* [Records of labeled boxes]

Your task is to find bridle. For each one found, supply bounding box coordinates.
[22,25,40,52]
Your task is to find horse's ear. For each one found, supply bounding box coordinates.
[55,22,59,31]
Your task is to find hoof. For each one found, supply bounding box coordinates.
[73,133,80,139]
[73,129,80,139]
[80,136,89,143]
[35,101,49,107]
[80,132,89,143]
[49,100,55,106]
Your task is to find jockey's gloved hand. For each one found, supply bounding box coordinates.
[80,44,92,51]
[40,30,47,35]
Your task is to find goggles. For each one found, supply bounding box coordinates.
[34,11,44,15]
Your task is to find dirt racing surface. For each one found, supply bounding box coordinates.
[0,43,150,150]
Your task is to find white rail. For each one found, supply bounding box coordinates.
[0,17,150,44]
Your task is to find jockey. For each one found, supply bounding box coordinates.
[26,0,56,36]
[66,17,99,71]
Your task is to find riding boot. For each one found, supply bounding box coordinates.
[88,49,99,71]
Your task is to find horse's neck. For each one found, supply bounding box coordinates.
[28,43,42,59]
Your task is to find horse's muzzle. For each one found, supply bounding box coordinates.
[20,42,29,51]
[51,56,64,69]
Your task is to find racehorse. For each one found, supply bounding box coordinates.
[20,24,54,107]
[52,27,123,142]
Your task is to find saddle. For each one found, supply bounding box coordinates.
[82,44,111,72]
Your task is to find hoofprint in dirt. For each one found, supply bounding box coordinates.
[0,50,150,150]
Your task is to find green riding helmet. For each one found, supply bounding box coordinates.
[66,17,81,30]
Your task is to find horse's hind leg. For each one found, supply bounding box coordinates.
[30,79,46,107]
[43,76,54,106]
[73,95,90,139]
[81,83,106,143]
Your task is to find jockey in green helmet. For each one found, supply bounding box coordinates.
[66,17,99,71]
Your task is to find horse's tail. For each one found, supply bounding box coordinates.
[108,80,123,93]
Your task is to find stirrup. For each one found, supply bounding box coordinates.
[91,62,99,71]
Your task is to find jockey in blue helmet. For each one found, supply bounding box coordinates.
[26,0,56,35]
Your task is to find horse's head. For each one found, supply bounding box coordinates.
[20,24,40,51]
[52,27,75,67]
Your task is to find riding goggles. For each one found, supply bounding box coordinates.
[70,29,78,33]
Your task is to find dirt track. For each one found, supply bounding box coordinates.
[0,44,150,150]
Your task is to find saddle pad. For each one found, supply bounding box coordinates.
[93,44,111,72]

* [Exercise] Rewrite every one of the entries above, replacing "supply" with "provide" throughout and leaving the rest unchanged.

* [Completed task]
Your task is to find bridle. For each one found, provide bounding box coordinates.
[22,25,40,52]
Your task is to find horse's ear. For each one found, provide bounding box coordinates.
[55,22,59,31]
Your task is to find hoof. For each one found, provide bounding box coordinates.
[73,133,80,139]
[73,129,80,139]
[80,136,89,143]
[35,101,49,107]
[80,132,89,143]
[49,100,55,106]
Your task is to find jockey's gloved hand. For each one found, provide bounding box coordinates.
[80,44,92,51]
[40,30,47,35]
Your task is to find goggles. For each one found, provide bounding box coordinates.
[34,11,44,15]
Your task is to find dirt racing surface. For each one found, provide bounding box coordinates.
[0,43,150,150]
Your task is to find white rail. For each one found, provide bounding box coordinates.
[0,17,150,44]
Your task is to find jockey. For each one found, provide bounding box coordinates.
[26,0,56,36]
[66,17,99,71]
Your task is to find riding boot. For each one found, provide bounding box coordinates.
[88,49,99,71]
Your task is to find horse's neck. For each one found, provide bounding box coordinates.
[28,43,42,59]
Your task is to find horse's muzzle. For each one found, provide bounding box coordinates.
[20,42,29,51]
[51,56,64,69]
Your task is to find racehorse. For each one found, provide bounding box coordinates.
[20,24,54,107]
[52,27,123,142]
Your task is to find saddle. For each one found, provide bounding box coordinates.
[82,44,111,72]
Your task is to find hoofprint in dirt. For each one found, provide bounding box coordinates.
[0,50,150,150]
Your task is to find green riding helmet. For each one found, provide bounding box coordinates.
[66,17,81,30]
Your task is to find horse's hind leg. For each one found, provide bounding box coordinates.
[30,79,46,107]
[43,76,54,106]
[73,95,90,139]
[81,83,106,143]
Your task is to find jockey in green helmet. For each one found, provide bounding box coordinates.
[66,17,99,71]
Your task is to find horse's tail. For each one found, provide bounding box coordinates.
[108,80,123,93]
Your task is to find stirrup. For each one found, provide bounding box coordinates.
[91,62,99,71]
Your task is to find jockey in blue helmet. For each one found, provide bounding box coordinates.
[26,0,56,35]
Your task is to find horse's head. For each one found, provide bounding box coordinates.
[20,24,40,51]
[52,27,75,67]
Your task is to find riding goggles. For each one found, provide bounding box coordinates.
[70,29,78,33]
Your task is to find dirt track. For each one found, provide bounding box coordinates.
[0,44,150,150]
Your task is to find saddle pad. For each one found, provide bounding box coordinates.
[93,44,111,72]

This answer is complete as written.